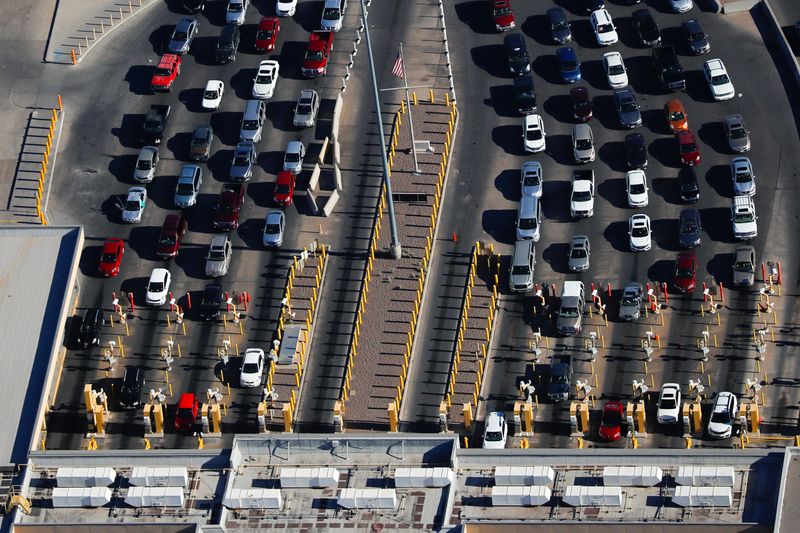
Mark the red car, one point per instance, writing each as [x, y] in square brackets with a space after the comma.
[320, 46]
[284, 188]
[228, 206]
[503, 15]
[686, 271]
[267, 34]
[166, 72]
[687, 148]
[111, 257]
[170, 239]
[186, 415]
[611, 425]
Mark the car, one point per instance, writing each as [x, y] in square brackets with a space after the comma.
[531, 179]
[688, 186]
[503, 15]
[646, 28]
[172, 231]
[186, 412]
[630, 304]
[744, 179]
[212, 94]
[726, 409]
[146, 163]
[636, 188]
[677, 119]
[228, 207]
[686, 272]
[495, 432]
[211, 302]
[737, 134]
[688, 149]
[744, 266]
[218, 260]
[266, 79]
[274, 226]
[696, 36]
[533, 133]
[130, 391]
[517, 54]
[267, 34]
[293, 158]
[611, 423]
[581, 104]
[627, 108]
[200, 145]
[111, 257]
[158, 286]
[183, 35]
[559, 382]
[639, 233]
[305, 110]
[669, 404]
[284, 188]
[236, 12]
[252, 368]
[569, 66]
[689, 227]
[635, 151]
[616, 73]
[135, 202]
[579, 253]
[559, 25]
[243, 161]
[604, 30]
[582, 143]
[718, 80]
[188, 187]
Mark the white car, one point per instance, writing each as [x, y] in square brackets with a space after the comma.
[669, 404]
[266, 79]
[134, 205]
[639, 233]
[158, 286]
[636, 185]
[495, 432]
[252, 368]
[616, 73]
[720, 425]
[718, 80]
[286, 8]
[531, 182]
[604, 29]
[212, 95]
[533, 133]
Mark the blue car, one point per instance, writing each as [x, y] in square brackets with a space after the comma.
[569, 65]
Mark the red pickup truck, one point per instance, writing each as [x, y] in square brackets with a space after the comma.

___

● What you will do
The response is the exact set of lines from the one holding "Mark the blue" through the last line of the material.

● Task result
Mark the blue car, one point per instance, writing each as [x, y] in square brackets with a space after the comma.
[569, 65]
Mark the red pickup truck, one point per instance, writing each as [x, y] in square brackets with a space after the comma.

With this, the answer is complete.